• Your goal
Look in the data below for the line that contains "point: bronze bell". Copy that line and the remaining lines exactly.

• Material for this task

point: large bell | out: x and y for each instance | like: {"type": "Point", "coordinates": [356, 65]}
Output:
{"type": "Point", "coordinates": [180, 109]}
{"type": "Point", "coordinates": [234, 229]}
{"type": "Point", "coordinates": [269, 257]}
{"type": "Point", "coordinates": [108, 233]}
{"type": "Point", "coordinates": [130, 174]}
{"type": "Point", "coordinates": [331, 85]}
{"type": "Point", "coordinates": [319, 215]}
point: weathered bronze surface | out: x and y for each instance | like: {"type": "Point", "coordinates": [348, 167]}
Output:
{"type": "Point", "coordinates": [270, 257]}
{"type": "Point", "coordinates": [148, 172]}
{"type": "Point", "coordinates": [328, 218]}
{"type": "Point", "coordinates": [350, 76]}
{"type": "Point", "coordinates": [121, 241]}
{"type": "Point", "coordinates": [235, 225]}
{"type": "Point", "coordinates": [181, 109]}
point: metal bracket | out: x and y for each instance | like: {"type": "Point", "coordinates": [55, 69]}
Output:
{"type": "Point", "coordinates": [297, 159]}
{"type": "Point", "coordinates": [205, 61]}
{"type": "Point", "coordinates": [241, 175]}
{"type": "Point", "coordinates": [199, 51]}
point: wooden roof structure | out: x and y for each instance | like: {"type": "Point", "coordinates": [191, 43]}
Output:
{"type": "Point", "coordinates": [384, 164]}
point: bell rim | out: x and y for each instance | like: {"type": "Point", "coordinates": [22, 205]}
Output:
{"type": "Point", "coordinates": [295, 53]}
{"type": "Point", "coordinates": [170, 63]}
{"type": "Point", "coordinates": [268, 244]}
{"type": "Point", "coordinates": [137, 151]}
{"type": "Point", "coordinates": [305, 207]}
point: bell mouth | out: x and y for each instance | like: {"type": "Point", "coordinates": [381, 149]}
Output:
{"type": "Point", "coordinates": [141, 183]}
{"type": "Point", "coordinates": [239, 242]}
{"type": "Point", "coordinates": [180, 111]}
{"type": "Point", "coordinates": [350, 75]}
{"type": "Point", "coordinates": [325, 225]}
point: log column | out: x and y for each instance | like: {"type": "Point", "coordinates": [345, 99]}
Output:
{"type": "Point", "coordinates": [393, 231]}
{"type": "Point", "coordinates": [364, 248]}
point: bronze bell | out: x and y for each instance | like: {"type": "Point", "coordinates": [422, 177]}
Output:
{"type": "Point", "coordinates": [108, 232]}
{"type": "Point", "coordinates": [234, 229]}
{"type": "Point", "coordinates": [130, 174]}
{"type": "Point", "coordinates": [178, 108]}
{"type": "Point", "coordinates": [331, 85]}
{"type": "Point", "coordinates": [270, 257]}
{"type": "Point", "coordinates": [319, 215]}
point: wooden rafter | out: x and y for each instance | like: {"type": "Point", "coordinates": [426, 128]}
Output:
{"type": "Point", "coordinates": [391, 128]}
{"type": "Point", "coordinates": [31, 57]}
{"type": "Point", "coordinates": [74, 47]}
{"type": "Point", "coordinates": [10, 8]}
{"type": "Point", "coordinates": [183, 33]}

• Response
point: bronze bell | out: x and y for each instance | like: {"type": "Point", "coordinates": [422, 177]}
Output:
{"type": "Point", "coordinates": [108, 232]}
{"type": "Point", "coordinates": [234, 229]}
{"type": "Point", "coordinates": [130, 174]}
{"type": "Point", "coordinates": [178, 108]}
{"type": "Point", "coordinates": [331, 85]}
{"type": "Point", "coordinates": [270, 257]}
{"type": "Point", "coordinates": [319, 215]}
point: wooden rafter | out: x and y for each instance | like: {"type": "Point", "coordinates": [426, 128]}
Output:
{"type": "Point", "coordinates": [391, 128]}
{"type": "Point", "coordinates": [31, 57]}
{"type": "Point", "coordinates": [74, 47]}
{"type": "Point", "coordinates": [10, 8]}
{"type": "Point", "coordinates": [183, 33]}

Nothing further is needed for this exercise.